▶ _TASK REQUIREMENTS_: Copy out the text below on child deaths and birth spacing, starting with "The regressions are" and going on through "2014, Pg 1).".

The regressions are rather like the Granger-inspired ones in Herzer, Strulik, and Vollmer 2012. The three outcomes of greatest interest are whether a given child dies in its first month of life; whether, either way, the mother has another child after this child; and, if she does, how many months pass between births. The first two variables, mortality and birth interval, can interact over time. If a child dies, its mother may get pregnant again sooner. If she gets pregnant sooner, the next child will face tougher survival odds (Rutstein and Winter 2014, Pg 38, Table 13). Research points to several reasons: soon after one pregnancy, the mother’s body may be less fit for the next; and greater competition among closely spaced siblings may reduce the sustenance and attention that each receives (Rutstein and Winter 2014, Pg 1).

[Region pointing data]
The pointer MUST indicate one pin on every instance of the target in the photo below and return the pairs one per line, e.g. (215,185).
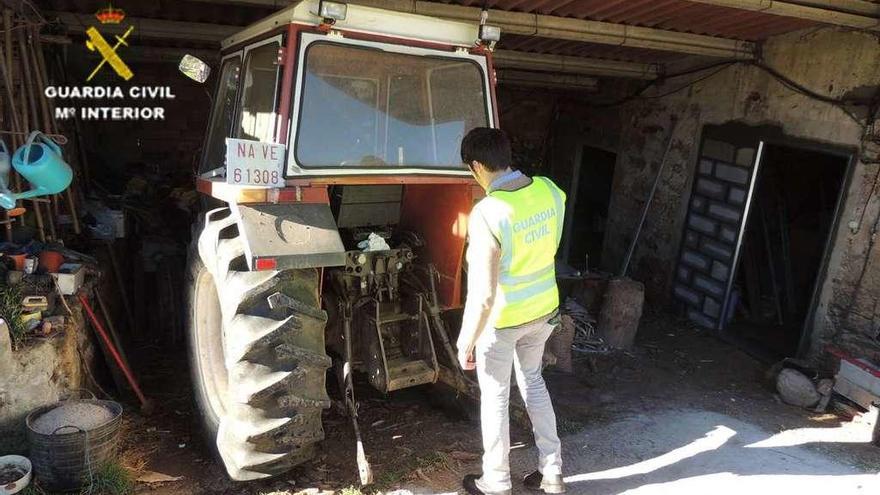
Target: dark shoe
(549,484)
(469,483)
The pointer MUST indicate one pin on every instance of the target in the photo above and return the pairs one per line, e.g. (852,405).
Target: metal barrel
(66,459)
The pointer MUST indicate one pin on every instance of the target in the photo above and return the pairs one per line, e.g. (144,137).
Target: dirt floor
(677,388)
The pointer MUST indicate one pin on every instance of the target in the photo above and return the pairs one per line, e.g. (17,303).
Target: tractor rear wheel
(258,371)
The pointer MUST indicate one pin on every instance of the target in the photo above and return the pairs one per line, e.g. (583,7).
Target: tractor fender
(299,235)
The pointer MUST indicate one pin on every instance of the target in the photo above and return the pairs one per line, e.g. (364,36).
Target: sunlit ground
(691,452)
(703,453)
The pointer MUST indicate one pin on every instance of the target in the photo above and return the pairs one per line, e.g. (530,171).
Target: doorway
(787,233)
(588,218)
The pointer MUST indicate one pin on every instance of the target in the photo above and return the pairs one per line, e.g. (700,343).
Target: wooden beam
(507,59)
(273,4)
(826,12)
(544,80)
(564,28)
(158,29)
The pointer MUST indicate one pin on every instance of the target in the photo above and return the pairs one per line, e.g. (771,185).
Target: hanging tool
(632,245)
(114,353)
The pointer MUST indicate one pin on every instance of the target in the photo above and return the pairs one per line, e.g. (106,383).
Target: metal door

▶ _RESPONSE TO THE TASK_:
The regressions are rather like the Granger-inspired ones in Herzer, Strulik, and Vollmer 2012. The three outcomes of greatest interest are whether a given child dies in its first month of life; whether, either way, the mother has another child after this child; and, if she does, how many months pass between births. The first two variables, mortality and birth interval, can interact over time. If a child dies, its mother may get pregnant again sooner. If she gets pregnant sooner, the next child will face tougher survival odds (Rutstein and Winter 2014, Pg 38, Table 13). Research points to several reasons: soon after one pregnancy, the mother’s body may be less fit for the next; and greater competition among closely spaced siblings may reduce the sustenance and attention that each receives (Rutstein and Winter 2014, Pg 1).